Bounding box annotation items
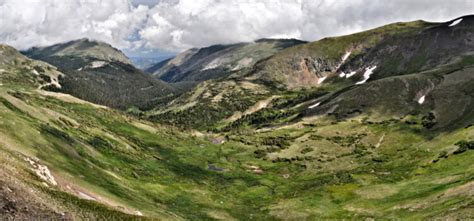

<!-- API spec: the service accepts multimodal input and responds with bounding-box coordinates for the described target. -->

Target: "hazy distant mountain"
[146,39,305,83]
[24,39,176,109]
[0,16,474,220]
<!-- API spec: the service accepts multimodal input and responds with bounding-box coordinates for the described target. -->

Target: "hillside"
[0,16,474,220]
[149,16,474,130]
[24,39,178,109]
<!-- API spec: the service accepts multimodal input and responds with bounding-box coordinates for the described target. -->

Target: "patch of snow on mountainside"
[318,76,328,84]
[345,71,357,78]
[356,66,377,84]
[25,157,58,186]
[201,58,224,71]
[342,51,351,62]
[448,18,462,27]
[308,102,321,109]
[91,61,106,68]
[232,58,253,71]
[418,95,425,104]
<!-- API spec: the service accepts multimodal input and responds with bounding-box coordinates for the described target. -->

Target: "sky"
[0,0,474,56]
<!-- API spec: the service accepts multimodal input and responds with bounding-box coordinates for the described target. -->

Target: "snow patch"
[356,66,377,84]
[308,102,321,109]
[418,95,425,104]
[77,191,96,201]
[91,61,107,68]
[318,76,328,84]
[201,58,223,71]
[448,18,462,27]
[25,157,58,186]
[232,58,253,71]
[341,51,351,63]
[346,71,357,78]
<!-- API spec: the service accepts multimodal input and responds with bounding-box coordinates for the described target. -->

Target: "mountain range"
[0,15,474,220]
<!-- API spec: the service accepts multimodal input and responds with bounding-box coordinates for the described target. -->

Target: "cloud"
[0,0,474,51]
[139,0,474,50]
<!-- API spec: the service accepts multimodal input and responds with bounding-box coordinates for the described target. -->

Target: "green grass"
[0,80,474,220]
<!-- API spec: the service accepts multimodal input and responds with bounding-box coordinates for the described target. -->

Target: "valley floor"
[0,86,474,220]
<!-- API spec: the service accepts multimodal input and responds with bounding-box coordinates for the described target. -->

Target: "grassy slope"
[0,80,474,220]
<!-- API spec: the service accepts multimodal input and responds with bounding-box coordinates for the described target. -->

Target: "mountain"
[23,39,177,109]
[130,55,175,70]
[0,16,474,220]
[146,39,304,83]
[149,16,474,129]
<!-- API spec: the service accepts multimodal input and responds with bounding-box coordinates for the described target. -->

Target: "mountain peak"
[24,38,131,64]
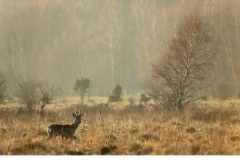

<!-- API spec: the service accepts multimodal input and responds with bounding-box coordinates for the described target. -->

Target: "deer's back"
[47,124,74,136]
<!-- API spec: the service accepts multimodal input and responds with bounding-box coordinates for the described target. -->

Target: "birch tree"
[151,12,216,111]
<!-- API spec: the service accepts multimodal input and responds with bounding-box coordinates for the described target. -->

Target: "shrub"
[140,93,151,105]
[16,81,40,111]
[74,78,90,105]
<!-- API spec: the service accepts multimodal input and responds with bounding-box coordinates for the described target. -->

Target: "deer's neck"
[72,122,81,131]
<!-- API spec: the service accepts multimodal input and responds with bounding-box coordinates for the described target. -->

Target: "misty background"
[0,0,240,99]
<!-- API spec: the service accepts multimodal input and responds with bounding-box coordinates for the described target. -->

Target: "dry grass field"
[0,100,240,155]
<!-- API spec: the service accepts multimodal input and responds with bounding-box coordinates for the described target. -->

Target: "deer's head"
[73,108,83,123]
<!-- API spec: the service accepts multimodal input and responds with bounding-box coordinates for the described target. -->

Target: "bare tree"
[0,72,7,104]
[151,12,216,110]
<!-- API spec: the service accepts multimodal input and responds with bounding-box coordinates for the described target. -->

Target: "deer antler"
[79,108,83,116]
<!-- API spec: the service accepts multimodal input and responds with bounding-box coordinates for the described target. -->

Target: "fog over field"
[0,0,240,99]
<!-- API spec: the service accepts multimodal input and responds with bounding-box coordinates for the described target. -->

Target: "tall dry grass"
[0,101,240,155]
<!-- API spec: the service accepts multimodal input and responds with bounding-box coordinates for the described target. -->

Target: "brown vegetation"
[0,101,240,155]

- _REQUIREMENTS_
Gather every line from the items above that contains the string "field". Case matters.

- _ANSWER TO THE TASK_
Target: "dry grass field"
Target: "fog over field"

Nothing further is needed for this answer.